> _AIM OF THE EXERCISE_:
All of the records should be given again verbatim.

> _RECORDED INFORMATION_:

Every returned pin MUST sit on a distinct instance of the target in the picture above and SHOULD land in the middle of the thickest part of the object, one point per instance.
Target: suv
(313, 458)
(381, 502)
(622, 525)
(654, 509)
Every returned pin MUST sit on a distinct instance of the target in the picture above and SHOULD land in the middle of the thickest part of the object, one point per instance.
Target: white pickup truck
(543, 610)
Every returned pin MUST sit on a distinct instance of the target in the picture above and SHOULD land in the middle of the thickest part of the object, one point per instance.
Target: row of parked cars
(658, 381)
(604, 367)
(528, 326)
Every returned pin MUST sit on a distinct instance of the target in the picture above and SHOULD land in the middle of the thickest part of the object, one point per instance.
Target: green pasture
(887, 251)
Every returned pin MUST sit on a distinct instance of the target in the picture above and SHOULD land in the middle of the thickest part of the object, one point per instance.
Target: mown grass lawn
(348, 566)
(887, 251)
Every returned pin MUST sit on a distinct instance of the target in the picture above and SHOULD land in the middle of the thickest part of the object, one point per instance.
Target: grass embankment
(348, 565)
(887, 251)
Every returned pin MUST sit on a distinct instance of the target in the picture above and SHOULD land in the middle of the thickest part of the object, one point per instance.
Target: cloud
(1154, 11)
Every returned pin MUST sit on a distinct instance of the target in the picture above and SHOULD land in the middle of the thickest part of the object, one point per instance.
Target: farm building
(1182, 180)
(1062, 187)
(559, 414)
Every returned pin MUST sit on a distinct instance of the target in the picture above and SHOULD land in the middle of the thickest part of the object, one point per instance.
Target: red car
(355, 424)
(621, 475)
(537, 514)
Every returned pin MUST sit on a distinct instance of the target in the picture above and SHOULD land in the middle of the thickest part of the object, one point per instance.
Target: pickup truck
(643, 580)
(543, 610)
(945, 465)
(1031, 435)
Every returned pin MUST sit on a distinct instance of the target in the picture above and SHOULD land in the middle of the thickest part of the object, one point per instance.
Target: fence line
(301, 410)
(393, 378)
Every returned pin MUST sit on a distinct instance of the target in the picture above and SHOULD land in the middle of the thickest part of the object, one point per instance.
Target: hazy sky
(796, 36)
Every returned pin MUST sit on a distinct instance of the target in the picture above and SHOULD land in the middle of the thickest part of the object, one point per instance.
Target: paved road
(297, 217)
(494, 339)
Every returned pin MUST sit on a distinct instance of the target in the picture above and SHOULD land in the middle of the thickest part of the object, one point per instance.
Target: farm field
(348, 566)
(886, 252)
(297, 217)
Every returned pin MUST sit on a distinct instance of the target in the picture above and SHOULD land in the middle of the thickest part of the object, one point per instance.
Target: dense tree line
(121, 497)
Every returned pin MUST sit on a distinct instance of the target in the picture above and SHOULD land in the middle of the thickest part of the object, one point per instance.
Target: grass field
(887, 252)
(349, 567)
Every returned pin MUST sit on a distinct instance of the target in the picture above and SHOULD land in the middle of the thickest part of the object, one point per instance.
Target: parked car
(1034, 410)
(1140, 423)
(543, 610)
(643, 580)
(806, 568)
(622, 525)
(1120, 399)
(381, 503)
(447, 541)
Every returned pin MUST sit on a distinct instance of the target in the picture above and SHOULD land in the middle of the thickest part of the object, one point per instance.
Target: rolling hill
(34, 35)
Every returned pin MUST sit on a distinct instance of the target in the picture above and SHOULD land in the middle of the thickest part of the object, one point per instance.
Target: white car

> _TASK ANSWER_:
Every returned pin MUST sit on a distinct instance of the target in the picture above and SHOULD land in the middle of the thickest part of the object, one point per instance.
Target: suv
(313, 458)
(381, 502)
(622, 525)
(654, 509)
Every returned pin MUST sit on a distinct instance of the target in the picture above and SHOULD land in the middle of the thickest part of the object, one point per instance.
Target: white pickup truck
(543, 610)
Every returned pin MUST sit on a distinct instance of the target in the picture above and SHOULD land in the middle of the thickest part of the object, one point per instance.
Target: row of parked cars
(658, 381)
(604, 367)
(528, 326)
Every returned pin MUST sit on a distinct instance of the target in the picture above and SHOULD land in the middle of the thickest part of the object, one point per instance.
Target: green pasture
(887, 251)
Every returned pin MUST sit on a distinct instance of the target in the picture above and SHOULD land in the middle of the thickest part of the object, one point per instance.
Target: mown grass lawn
(348, 566)
(887, 251)
Every returned pin MUST sit on a distinct instance of the target in the picture above and SHOULD land in the middle of the thickest part of the object, one point per instance.
Target: grass embankment
(348, 565)
(887, 251)
Every returned pin MUST sit on a distinct instance of the target in the picture above and SHOULD land in the middle of the thickest part of the object, one point per instance.
Target: cloud
(1154, 11)
Every returned pin MUST sit on a distinct instance of the target in the picture above and SHOULD land in the middle of the thickest part of the object, one point per instance.
Target: farm building
(1182, 180)
(1062, 187)
(559, 414)
Every returned pin MUST sit on a distinct instance of the target in the picture above and SHOULD land in the middle of the thickest part of the object, one point per instance.
Target: red car
(355, 424)
(621, 475)
(537, 514)
Every returned pin MUST sit on a distinct instance of the target in the picture above and SHOULD land in the middle of the thickest part of the object, one point per instance.
Target: pickup truck
(643, 580)
(543, 610)
(945, 465)
(1031, 435)
Every returned pin MUST sit on a distinct instance of the target in the picture above and SHOULD land in the middle of the thickest part of the object, one point per instance.
Target: fence line
(301, 410)
(393, 378)
Every returned pin MUST sit on a distinct instance of the target in the picture above and SHOULD land in the middle of the thickest part of the object, one point per instance.
Target: hazy sky
(796, 36)
Every returned pin MUST sit on a distinct instance of the target in the picture above and SHOULD land in the middle of the thickest part of the object, one point per instance.
Target: paved road
(297, 217)
(494, 339)
Every returned pin MUST sit on a distinct instance of the target in the picture above and SHOULD land in the middle of the thickest part of the object, one point per instance.
Target: farm field
(348, 566)
(886, 252)
(297, 217)
Every returned pin MUST sit on a distinct instance of the target in the picture above and SHOULD land in the middle of the thickest part of the object, one point per instance.
Target: dense tree line
(121, 497)
Every returned pin MUST sit on a distinct instance of the target in the picture above and SHOULD land in the middle of the thickest part of the object, one point per instance.
Target: grass field
(887, 252)
(349, 567)
Every returned pin MUST sit on a distinct instance of the target in the picture above and SHOULD land in the middle of the thickest part of the object, one point per instance.
Target: parked car
(1034, 410)
(1140, 423)
(543, 610)
(643, 580)
(806, 568)
(622, 525)
(1120, 399)
(381, 503)
(447, 541)
Every returned pin MUST sit on a distinct instance of the target in the picture above and SHOULD land in the middle of the thickest part of the object, one point per instance.
Target: rolling hill
(34, 35)
Every returned pin MUST sit on a distinct instance of the target in the picture above and SHOULD land in the middle of the thickest part of the object, one point per instance.
Target: white car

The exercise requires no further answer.